▶ **TASK INSTRUCTIONS**:
Reproduce the biographical passage about the geologist word for word, in full.

In 1921 he joined the British Geological Survey as a Geologist, mainly working in the Scottish Highlands.

Between 1926 and 1929 he worked in Persia with W. F. P. McLintock, pioneering the use of the gravity torsion balance in oil exploration.

In 1931 he was elected a Fellow of the Royal Society of Edinburgh. His proposers were Murray Macgregor, Sir John Smith Flett, W. F. P. McLintock and Herbert Harold Read. He won the Society's Neill Prize for the period 1959–61.

In 1935 he moved to London as official Petrographer to HM Geological Survey.

In the Second World War he served with the government's Chemist Department, his roles including geological analysis of ballast within the V-1 flying bomb to assess where it might have been launched.

In 1946 he became Assistant Director to HM Geological Survey but gave up the post in 1953 in order to return to Edinburgh, working in the Grange Terrace office with Dr Walter Mykura.

He died in Edinburgh on 18 May 1986.

▶ **ENTRIES SHOWN**:
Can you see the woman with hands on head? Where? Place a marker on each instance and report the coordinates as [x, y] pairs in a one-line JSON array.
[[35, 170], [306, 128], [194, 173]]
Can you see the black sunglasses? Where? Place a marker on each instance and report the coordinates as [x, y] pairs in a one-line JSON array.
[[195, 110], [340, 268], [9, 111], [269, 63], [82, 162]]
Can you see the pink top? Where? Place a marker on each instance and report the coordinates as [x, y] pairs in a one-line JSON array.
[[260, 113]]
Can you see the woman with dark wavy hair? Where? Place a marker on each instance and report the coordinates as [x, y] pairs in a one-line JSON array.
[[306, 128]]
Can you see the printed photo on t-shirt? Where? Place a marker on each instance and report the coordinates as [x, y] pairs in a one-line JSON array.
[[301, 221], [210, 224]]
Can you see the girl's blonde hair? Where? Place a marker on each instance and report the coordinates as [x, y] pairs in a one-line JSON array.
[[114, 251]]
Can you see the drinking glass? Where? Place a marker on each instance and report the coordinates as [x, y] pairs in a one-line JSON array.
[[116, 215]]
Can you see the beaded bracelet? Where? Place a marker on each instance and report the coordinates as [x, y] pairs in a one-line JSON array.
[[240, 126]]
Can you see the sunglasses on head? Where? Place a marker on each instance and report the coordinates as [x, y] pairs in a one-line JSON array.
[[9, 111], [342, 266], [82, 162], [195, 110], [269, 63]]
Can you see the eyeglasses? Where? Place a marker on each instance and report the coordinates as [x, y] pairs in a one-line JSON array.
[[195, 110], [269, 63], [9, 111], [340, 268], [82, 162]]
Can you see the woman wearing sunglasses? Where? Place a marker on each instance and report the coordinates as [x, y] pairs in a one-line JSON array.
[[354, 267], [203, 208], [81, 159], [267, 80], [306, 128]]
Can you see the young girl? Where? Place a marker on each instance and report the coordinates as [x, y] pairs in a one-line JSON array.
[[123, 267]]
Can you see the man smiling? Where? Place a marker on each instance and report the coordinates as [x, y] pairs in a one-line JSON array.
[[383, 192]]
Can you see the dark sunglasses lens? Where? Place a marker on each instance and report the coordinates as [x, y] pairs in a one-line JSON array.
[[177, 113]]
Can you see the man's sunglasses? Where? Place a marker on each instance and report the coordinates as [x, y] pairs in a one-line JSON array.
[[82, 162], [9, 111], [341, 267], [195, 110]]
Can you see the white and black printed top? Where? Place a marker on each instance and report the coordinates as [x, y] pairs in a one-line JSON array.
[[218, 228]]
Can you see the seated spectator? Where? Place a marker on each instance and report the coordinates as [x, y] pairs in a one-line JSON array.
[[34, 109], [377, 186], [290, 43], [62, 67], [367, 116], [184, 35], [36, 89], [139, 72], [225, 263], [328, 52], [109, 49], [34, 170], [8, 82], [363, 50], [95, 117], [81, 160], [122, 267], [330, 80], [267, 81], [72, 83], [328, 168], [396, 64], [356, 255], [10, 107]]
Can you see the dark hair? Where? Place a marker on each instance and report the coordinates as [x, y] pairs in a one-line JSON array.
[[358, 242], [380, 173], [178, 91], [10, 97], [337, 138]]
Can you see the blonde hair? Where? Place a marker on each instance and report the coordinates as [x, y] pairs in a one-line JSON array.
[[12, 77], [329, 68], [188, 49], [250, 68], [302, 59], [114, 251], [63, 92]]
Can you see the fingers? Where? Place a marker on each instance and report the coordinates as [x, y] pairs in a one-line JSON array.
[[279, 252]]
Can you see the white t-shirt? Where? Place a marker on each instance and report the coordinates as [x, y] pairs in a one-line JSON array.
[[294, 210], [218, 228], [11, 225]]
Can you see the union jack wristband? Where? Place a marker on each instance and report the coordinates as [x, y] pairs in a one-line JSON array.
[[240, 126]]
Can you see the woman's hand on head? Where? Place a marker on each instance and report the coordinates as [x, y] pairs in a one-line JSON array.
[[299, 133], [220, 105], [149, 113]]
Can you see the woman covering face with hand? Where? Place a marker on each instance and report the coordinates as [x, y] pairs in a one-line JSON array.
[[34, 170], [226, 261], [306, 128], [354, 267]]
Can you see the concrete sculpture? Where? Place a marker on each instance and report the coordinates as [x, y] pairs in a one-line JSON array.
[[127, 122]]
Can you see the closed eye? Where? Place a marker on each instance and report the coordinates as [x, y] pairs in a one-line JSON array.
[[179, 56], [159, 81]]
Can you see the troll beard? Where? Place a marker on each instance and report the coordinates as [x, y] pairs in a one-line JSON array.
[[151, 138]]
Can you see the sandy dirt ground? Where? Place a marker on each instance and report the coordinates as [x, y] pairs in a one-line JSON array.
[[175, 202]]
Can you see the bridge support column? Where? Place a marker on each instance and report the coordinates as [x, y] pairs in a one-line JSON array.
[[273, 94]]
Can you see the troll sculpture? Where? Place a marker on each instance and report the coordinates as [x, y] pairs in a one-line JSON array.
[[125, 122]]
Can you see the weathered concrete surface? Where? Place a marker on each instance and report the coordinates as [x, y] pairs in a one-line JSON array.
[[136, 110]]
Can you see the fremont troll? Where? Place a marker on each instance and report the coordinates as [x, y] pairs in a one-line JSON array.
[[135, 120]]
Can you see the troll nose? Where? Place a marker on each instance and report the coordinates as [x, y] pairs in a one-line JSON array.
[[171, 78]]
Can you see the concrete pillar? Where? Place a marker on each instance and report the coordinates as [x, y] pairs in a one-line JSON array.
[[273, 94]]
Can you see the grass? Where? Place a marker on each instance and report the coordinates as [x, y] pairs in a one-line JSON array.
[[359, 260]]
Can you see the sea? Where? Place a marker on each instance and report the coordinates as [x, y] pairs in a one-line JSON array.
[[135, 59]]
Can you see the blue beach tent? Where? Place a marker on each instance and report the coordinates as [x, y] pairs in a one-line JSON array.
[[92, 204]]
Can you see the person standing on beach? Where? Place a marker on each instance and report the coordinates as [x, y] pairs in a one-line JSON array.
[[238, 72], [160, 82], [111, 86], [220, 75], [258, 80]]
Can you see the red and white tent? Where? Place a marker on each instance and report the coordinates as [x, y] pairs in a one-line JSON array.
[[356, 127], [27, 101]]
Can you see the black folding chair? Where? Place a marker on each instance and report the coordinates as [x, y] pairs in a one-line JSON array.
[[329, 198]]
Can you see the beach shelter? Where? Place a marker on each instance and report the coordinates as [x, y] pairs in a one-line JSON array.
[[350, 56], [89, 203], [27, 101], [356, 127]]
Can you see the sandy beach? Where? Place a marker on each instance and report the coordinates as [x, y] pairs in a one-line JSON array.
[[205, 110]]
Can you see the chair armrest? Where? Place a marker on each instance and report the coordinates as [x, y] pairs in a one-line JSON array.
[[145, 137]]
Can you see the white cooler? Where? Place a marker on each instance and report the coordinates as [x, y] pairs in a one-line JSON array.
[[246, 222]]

▶ **EXERCISE SOLUTION**:
In 1921 he joined the British Geological Survey as a Geologist, mainly working in the Scottish Highlands.

Between 1926 and 1929 he worked in Persia with W. F. P. McLintock, pioneering the use of the gravity torsion balance in oil exploration.

In 1931 he was elected a Fellow of the Royal Society of Edinburgh. His proposers were Murray Macgregor, Sir John Smith Flett, W. F. P. McLintock and Herbert Harold Read. He won the Society's Neill Prize for the period 1959–61.

In 1935 he moved to London as official Petrographer to HM Geological Survey.

In the Second World War he served with the government's Chemist Department, his roles including geological analysis of ballast within the V-1 flying bomb to assess where it might have been launched.

In 1946 he became Assistant Director to HM Geological Survey but gave up the post in 1953 in order to return to Edinburgh, working in the Grange Terrace office with Dr Walter Mykura.

He died in Edinburgh on 18 May 1986.